Exercise: Write out, without any change, the lines in the material below that run from the line with "Check that every instance of the dog's white" through the line with "Check that every instance of the blurred", both included.

Extracted records:
++++++++++++++++++++
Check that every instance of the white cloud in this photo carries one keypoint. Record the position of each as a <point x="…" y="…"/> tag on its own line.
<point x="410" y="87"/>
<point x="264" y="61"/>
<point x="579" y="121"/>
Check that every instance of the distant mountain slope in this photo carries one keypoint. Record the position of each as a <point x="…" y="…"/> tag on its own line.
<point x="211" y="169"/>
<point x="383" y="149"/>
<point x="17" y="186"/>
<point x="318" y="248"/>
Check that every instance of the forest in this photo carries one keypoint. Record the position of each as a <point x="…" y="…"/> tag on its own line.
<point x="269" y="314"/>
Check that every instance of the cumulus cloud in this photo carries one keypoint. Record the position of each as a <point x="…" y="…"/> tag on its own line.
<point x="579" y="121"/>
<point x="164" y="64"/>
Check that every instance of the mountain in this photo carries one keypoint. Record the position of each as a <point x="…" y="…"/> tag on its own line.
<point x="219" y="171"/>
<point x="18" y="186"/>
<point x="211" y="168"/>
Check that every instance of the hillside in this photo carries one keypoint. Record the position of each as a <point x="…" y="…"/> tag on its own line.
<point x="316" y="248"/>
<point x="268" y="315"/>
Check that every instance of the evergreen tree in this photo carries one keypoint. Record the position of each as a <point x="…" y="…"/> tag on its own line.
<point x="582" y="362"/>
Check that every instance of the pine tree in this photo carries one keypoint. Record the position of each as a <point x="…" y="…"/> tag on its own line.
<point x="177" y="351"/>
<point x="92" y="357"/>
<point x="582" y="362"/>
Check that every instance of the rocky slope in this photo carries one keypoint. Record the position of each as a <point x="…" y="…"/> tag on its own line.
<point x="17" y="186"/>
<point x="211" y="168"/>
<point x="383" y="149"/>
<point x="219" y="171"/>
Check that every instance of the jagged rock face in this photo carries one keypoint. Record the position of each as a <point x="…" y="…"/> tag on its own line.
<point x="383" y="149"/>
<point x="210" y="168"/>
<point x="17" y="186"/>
++++++++++++++++++++
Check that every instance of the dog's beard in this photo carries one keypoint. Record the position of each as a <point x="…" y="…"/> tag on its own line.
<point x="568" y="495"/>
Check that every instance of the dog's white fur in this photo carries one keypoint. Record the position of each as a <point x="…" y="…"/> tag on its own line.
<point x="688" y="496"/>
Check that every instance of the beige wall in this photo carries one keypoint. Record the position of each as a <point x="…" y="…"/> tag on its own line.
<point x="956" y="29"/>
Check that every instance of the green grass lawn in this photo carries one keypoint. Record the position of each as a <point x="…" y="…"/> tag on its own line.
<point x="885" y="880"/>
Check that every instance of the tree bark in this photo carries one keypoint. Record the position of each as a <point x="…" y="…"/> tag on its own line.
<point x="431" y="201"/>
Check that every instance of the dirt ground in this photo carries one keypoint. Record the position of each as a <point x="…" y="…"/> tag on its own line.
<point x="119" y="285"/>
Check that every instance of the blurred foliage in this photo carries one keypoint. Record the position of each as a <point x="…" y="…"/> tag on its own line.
++++++++++++++++++++
Your solution:
Check that every instance of the dog's white fur in this photo carries one keypoint. Record the position of each as a <point x="…" y="…"/> tag on its own line.
<point x="688" y="496"/>
Check that every instance of the beige wall in this photo carries one keypoint. Record the position of each as a <point x="…" y="…"/> tag on its own line.
<point x="956" y="29"/>
Check that every instance of the green grass lawn in this photo carries one keypoint. Record the position of each as a <point x="…" y="…"/> tag on its own line.
<point x="885" y="880"/>
Check that every instance of the tree bark in this photo carries one keypoint. Record the position of each as a <point x="…" y="…"/> tag on its own line.
<point x="431" y="201"/>
Check that every instance of the dirt ground in this photo carries one keypoint. Record the position of each as a <point x="…" y="…"/> tag on its own line.
<point x="119" y="285"/>
Check that every instance of the blurred foliage in this photo carries one keypoint. Record the position of each as a <point x="…" y="…"/> tag on its own line.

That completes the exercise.